- Description of the task: Count the lines in the records below that contain the string "tree", treating case as significant, and reply with only the number.

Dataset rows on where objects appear
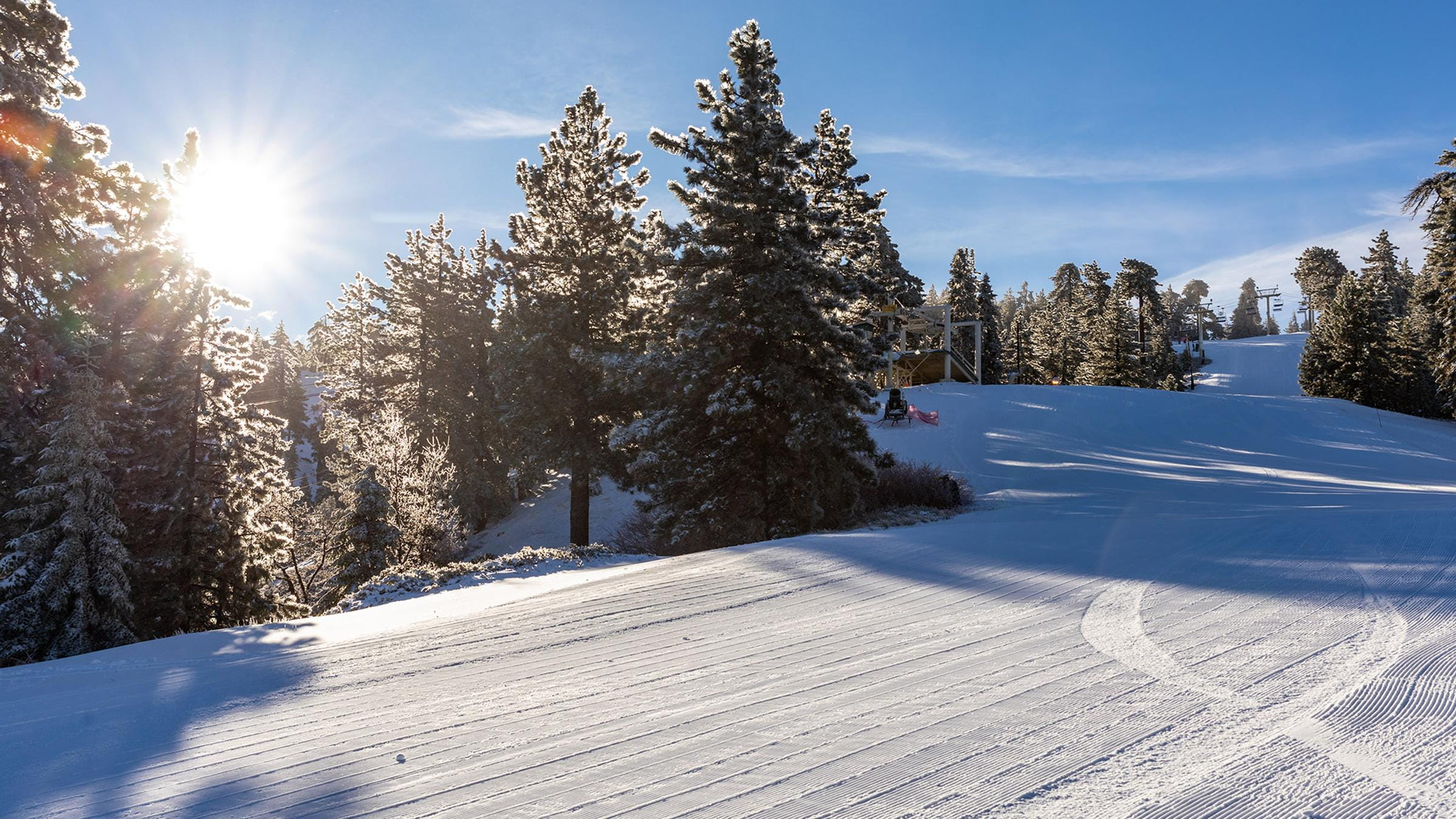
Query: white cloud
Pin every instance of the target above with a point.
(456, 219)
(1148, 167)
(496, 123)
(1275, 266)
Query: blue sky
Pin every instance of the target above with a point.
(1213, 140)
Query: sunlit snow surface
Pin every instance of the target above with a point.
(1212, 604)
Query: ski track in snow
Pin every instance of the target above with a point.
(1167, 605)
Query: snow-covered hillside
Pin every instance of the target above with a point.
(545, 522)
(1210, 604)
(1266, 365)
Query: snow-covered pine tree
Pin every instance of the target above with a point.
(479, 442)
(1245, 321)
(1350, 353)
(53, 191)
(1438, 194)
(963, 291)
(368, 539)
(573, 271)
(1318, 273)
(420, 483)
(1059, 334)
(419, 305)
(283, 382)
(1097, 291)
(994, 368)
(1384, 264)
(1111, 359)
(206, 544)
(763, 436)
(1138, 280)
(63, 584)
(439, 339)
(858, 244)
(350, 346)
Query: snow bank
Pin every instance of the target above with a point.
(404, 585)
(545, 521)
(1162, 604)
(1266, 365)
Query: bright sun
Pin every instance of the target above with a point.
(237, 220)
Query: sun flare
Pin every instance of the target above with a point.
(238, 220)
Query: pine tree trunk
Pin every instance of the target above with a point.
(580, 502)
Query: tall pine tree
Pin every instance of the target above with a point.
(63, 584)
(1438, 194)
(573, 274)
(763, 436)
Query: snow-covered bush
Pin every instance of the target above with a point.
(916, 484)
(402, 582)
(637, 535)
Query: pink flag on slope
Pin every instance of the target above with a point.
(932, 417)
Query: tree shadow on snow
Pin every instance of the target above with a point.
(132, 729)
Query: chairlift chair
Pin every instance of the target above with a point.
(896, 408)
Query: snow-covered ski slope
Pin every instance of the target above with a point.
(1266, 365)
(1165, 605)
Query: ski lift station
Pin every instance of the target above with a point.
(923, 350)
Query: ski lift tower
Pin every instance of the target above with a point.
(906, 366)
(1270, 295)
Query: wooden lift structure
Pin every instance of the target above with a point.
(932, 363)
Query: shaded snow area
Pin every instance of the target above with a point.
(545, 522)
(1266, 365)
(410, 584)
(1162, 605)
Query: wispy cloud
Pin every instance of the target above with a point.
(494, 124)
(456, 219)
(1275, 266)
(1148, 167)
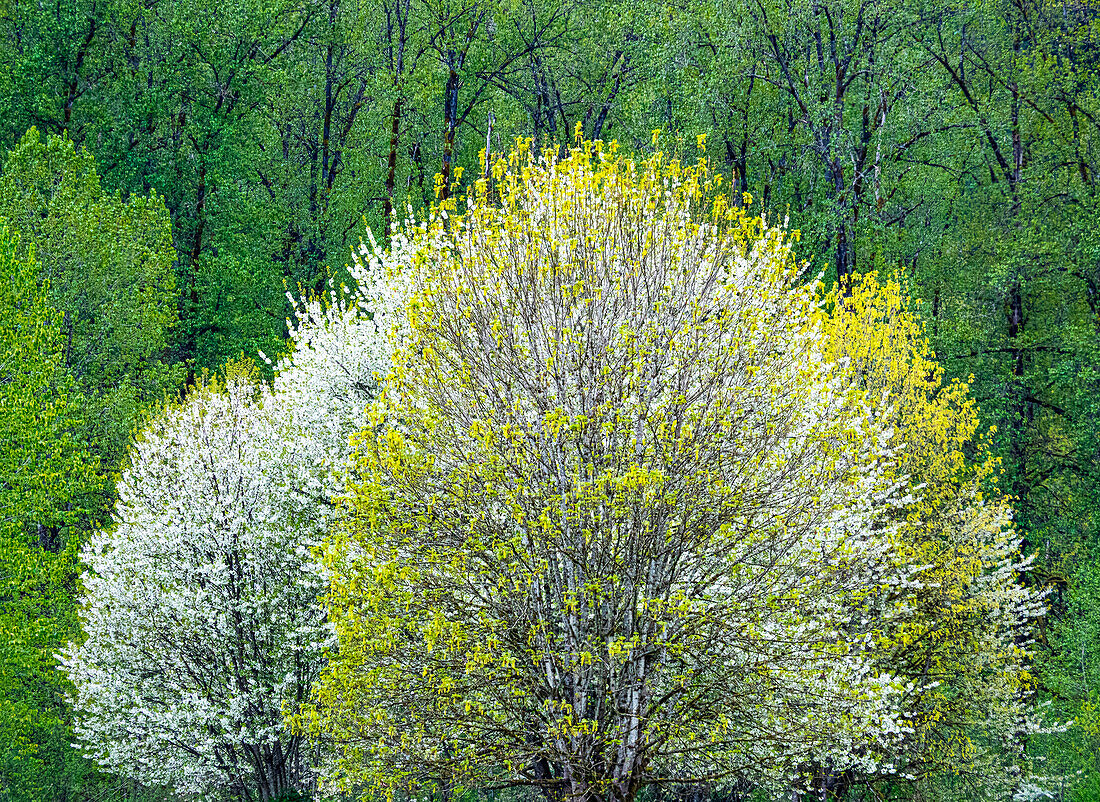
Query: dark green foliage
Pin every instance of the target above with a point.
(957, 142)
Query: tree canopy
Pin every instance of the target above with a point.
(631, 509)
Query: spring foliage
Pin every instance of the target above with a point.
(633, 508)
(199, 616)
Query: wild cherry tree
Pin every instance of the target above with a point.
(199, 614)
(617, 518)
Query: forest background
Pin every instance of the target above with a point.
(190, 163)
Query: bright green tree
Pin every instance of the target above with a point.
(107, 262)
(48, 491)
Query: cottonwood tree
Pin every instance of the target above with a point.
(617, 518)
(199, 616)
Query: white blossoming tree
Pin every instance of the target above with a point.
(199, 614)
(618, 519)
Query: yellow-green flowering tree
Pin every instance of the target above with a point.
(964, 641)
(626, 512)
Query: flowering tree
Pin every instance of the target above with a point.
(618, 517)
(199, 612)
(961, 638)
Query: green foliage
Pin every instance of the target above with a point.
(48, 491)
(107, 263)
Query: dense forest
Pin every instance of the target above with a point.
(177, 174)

--

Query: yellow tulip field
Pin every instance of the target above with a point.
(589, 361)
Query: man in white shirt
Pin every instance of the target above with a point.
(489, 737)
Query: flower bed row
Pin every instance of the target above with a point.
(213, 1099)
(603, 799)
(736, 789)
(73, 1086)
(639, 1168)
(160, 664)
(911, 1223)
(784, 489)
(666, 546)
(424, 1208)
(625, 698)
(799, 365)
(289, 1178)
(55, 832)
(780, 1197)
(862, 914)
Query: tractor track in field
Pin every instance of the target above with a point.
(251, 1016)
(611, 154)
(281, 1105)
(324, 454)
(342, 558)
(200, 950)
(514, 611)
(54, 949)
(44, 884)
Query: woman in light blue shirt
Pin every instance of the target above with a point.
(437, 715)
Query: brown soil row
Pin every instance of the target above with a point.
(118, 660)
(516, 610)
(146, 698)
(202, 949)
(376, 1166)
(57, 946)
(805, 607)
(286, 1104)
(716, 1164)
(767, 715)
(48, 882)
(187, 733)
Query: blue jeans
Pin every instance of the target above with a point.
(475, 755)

- Written solution: 11